#### Quoted passage
※
Hi Josiah. Is it this one? thelancet.com/pdfs/journals... Yes I read it but again thought the numbers (110) were too small at this stage to make anything of all the breakdown in symptoms and risk factors and spread of rheumatological diagnoses. They do point out that the data may be skewed to serious cases and miss the asymptomatic and mild ones I see.
No, it is Global Rheumatology Alliance, a collection of different organisations around the world to help collect data. . rheum-Covid.org. You will also find them on Twitter. And yes, I agree you cannot rely on the early data.
Thanks Josiah. I believe the lancet article is by the rheum-Covid.org people. Certainly it’s using their data, best I could see and was the latest findings they linked to on their website.
An N of 80 is a pretty good number and maybe I have confirmation bias but the percentages they throw out would be what I would expect. You technically only need an N of 20 for a study to render statistically significant outcomes.
※
#### Prompt A
Repeat the forum thread from "No, it is Global" up to and including "on their website.", keeping every word and mark unchanged.
#### Prompt B
Decide whether each statement below agrees with the forum thread. Answer yes or no for each and quote the deciding words.
(i) The first post judges the figures in the linked study too small to draw much from yet.
(ii) The Global Rheumatology Alliance is described as a single organization.
(iii) The last post says a study needs an N of at least 80 for statistically significant outcomes.
#### Prompt C
List every number that appears in the forum thread.
※
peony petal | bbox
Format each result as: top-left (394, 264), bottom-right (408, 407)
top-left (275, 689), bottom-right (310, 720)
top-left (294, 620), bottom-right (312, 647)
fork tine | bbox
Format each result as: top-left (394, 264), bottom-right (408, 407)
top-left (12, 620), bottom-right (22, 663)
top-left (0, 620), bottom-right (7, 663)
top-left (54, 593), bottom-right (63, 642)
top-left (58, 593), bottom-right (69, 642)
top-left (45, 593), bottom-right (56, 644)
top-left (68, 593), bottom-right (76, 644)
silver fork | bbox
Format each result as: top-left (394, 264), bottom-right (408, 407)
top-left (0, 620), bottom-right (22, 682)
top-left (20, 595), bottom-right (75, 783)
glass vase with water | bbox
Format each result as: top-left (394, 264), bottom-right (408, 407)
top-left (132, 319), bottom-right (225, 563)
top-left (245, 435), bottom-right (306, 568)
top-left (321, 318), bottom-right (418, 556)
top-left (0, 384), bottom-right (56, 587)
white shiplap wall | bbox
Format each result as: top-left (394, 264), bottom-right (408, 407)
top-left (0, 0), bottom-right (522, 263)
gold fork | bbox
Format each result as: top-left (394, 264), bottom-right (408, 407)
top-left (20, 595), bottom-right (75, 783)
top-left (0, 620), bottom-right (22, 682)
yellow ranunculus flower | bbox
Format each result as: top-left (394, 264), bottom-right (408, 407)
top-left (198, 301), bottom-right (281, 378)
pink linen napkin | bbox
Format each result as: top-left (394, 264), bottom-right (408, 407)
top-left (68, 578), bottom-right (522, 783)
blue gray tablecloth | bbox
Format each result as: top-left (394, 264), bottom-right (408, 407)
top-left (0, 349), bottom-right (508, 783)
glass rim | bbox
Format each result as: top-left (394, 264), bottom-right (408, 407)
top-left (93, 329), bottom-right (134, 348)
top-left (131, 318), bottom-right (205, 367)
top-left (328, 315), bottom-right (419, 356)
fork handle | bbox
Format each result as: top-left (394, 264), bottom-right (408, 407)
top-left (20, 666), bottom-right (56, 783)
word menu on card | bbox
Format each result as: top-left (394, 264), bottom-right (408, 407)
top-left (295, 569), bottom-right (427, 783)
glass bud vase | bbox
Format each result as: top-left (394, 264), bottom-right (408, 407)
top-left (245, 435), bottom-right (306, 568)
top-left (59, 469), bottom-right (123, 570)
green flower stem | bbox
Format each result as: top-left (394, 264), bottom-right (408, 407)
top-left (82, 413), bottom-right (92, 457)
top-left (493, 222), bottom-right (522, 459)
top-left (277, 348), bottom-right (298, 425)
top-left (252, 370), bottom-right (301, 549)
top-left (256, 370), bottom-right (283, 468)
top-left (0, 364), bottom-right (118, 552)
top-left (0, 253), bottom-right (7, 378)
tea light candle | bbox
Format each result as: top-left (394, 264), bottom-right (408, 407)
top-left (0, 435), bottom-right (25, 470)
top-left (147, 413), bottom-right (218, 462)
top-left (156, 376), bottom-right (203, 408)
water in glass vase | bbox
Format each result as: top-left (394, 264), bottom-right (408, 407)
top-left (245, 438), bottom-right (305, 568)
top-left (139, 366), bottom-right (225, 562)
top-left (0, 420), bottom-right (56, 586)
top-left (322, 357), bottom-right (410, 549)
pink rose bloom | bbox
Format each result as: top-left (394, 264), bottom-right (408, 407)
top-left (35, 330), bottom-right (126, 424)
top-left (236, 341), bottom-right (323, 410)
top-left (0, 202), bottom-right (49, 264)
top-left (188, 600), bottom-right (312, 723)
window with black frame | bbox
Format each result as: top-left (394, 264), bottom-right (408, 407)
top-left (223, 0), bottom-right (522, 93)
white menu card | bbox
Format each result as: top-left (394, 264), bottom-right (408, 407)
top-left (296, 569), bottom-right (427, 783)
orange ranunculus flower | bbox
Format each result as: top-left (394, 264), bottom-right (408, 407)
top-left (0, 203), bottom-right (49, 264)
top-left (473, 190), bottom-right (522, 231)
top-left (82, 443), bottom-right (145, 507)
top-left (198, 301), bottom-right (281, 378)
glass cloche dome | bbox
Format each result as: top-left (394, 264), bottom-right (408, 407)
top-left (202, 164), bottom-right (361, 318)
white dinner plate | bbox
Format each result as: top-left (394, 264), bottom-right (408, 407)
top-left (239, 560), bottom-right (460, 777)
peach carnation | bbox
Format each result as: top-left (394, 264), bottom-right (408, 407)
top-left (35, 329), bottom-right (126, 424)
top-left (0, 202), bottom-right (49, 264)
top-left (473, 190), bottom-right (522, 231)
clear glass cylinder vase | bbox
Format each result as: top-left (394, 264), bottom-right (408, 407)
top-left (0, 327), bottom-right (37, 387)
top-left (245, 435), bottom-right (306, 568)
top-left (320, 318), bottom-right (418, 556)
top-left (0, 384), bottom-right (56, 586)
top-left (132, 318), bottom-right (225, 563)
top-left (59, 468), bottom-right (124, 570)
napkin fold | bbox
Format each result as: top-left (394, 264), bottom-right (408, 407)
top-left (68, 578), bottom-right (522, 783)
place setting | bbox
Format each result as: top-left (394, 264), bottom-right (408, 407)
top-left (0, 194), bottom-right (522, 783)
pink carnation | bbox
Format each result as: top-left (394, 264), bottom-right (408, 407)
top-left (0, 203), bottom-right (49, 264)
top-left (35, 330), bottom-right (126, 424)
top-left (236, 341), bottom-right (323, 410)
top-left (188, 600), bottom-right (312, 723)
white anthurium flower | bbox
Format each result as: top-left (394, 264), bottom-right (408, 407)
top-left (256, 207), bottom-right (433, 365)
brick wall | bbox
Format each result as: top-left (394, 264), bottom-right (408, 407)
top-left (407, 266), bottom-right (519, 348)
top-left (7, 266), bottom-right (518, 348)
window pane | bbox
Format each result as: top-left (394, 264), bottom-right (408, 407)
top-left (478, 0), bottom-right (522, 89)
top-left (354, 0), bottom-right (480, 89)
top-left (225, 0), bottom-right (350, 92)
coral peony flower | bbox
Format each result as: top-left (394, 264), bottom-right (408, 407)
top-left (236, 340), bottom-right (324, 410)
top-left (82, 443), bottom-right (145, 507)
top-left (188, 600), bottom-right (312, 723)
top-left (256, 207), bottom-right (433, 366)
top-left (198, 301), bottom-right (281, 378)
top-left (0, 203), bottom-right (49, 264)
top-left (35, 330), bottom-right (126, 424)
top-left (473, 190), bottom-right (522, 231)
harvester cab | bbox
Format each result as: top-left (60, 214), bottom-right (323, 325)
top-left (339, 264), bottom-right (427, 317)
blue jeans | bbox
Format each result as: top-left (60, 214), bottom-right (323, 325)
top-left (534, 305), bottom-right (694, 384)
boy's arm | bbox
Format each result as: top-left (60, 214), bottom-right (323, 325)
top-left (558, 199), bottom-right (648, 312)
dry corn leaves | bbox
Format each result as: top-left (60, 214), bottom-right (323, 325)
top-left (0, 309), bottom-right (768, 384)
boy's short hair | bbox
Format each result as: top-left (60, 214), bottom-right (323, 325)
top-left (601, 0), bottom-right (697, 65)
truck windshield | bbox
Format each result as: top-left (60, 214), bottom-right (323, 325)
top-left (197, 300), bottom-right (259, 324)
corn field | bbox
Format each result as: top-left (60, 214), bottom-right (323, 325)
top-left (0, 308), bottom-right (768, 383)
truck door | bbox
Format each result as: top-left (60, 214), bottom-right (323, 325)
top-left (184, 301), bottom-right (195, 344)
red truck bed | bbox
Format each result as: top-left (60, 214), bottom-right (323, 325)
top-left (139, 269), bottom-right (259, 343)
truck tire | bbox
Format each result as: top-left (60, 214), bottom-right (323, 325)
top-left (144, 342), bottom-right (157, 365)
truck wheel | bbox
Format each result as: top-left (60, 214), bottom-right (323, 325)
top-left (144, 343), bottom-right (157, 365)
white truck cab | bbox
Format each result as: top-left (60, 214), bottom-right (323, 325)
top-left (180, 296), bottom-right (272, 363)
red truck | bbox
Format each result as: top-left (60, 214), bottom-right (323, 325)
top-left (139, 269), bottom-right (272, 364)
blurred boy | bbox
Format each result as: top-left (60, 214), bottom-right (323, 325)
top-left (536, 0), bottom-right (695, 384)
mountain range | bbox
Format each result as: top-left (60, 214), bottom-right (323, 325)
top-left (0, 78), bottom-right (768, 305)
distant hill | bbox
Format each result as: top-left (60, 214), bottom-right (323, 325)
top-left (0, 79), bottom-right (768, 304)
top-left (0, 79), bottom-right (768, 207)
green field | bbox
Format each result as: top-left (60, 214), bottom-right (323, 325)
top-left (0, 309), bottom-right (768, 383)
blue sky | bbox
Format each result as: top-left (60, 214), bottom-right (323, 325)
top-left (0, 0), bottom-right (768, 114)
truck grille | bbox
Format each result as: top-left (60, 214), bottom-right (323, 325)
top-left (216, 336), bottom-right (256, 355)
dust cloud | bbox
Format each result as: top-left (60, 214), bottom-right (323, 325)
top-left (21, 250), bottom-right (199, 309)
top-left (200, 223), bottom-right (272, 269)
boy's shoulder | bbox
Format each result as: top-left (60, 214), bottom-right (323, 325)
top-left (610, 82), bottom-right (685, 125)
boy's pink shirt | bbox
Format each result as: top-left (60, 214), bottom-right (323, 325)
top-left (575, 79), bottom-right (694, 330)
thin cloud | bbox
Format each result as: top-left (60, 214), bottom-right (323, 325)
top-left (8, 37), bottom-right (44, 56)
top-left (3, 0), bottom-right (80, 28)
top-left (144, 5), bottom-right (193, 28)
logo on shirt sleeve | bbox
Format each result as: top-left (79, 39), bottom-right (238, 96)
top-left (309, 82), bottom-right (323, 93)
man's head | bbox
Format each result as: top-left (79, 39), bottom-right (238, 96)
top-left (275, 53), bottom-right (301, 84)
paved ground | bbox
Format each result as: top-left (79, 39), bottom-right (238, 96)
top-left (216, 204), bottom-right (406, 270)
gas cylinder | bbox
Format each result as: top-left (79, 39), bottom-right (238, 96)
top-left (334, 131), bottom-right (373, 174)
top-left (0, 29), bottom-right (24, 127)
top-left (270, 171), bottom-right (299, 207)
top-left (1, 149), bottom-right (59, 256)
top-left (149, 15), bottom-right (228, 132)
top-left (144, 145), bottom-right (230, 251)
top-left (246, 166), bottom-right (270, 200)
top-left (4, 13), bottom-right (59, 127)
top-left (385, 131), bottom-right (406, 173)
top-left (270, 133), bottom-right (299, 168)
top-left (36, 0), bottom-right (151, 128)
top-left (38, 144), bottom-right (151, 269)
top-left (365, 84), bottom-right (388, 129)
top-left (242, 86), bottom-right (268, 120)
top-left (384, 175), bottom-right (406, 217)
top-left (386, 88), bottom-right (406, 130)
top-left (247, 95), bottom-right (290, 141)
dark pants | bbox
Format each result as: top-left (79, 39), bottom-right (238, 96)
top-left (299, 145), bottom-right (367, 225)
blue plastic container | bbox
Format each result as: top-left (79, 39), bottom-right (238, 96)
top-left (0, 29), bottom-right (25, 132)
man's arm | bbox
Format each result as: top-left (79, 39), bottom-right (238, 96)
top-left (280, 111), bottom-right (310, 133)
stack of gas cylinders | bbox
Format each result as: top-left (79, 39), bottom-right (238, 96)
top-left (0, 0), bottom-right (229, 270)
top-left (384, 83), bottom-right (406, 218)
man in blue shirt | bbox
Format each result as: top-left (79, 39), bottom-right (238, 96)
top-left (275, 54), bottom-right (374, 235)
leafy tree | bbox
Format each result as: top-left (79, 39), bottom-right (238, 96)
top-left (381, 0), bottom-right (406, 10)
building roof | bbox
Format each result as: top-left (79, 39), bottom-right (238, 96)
※
#### Output A
No, it is Global Rheumatology Alliance, a collection of different organisations around the world to help collect data. . rheum-Covid.org. You will also find them on Twitter. And yes, I agree you cannot rely on the early data.
Thanks Josiah. I believe the lancet article is by the rheum-Covid.org people. Certainly it’s using their data, best I could see and was the latest findings they linked to on their website.

#### Output B
(i) Yes: "thought the numbers (110) were too small at this stage to make anything of"
(ii) No: "a collection of different organisations around the world to help collect data"
(iii) No: "You technically only need an N of 20 for a study to render statistically significant outcomes."

#### Output C
110, 80, 20